▶ **Problem description**: Convert every line from the one containing "pin: the mouth" down through the last of the rows, both included, into a JSON list of strings with one string per line. Leave out any blank lines.

(Position annotation records)
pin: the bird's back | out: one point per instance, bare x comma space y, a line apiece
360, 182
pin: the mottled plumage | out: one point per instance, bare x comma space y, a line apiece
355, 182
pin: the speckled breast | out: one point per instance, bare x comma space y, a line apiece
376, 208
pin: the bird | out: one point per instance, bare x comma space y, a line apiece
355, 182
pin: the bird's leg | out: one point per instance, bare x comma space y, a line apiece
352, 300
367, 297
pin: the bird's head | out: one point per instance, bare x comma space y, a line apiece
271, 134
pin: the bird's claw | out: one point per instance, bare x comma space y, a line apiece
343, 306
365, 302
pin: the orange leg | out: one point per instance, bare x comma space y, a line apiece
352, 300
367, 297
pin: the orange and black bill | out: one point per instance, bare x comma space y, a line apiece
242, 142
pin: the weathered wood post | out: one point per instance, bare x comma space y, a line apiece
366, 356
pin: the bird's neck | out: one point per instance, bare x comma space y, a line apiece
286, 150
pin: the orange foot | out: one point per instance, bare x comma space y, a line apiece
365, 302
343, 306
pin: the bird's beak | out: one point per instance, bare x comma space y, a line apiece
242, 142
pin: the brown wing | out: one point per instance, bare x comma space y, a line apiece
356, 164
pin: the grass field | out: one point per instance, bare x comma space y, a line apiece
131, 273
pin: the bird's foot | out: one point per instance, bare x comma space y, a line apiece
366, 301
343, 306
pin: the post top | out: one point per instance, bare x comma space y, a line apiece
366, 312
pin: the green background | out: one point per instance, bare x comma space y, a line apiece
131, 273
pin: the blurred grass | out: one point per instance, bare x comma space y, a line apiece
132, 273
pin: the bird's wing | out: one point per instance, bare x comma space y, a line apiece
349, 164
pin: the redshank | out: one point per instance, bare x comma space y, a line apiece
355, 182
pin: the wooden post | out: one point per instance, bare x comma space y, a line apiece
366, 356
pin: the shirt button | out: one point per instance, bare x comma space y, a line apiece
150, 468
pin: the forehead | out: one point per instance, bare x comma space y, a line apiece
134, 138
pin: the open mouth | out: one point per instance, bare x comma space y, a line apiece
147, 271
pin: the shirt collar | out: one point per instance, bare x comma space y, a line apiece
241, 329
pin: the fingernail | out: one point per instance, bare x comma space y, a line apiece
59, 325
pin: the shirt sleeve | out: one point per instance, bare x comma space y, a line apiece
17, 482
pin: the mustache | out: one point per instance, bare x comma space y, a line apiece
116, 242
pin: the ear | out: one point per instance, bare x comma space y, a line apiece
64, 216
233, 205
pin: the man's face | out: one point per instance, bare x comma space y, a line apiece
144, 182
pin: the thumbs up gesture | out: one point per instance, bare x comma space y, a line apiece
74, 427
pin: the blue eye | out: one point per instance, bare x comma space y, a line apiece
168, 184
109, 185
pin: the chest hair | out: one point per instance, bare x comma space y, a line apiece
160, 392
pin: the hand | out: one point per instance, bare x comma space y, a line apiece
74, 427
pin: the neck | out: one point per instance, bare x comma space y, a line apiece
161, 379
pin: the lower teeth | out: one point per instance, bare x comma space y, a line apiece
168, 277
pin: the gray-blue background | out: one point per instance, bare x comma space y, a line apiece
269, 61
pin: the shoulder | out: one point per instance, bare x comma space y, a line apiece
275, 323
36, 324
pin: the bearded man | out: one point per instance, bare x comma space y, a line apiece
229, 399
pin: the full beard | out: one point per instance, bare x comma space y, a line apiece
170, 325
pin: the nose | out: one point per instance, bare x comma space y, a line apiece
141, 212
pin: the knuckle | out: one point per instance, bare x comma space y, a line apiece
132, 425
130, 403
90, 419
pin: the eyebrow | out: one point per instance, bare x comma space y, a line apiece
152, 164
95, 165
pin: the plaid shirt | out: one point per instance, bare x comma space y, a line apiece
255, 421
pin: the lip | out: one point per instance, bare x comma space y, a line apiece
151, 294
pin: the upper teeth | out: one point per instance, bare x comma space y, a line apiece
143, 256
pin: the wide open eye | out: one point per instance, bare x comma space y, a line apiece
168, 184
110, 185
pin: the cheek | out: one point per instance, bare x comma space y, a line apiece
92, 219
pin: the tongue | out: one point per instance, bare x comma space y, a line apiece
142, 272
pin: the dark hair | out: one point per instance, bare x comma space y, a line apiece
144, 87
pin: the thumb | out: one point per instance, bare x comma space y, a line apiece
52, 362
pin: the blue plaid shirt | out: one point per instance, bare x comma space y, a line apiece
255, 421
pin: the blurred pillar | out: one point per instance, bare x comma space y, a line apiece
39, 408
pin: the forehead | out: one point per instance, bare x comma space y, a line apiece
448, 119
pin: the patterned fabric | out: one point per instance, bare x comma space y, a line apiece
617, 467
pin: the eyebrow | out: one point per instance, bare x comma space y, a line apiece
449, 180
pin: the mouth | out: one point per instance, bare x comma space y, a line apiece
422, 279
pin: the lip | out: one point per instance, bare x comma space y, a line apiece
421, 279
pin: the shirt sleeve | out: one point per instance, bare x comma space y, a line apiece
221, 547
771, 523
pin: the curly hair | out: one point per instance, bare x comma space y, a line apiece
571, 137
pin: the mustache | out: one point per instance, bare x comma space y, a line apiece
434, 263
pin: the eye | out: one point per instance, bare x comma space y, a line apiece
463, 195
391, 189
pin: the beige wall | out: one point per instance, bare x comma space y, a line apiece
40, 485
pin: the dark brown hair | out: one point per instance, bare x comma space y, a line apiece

▶ **Response to the exercise**:
[
  "pin: the mouth | out: one point per instance, bare x comma space y, a line apiece",
  "422, 279",
  "pin: the lip | out: one point per instance, bare x comma space y, a line apiece",
  "421, 279",
  "pin: the shirt sleeve | out: one point per instance, bare x comma space y, a line apiece",
  "221, 547",
  "771, 523",
  "pin: the curly hair | out: one point per instance, bare x comma space y, a line apiece",
  "571, 137",
  "pin: the mustache | out: one point per instance, bare x comma space y, a line apiece",
  "434, 263",
  "pin: the eye | out: one point per instance, bare x comma space y, a line apiece",
  "463, 195",
  "391, 189",
  "pin: the beige wall | out: one point per instance, bare x comma space y, a line apiece",
  "40, 485",
  "pin: the dark brown hair | out: one point per instance, bare x comma space y, a line apiece"
]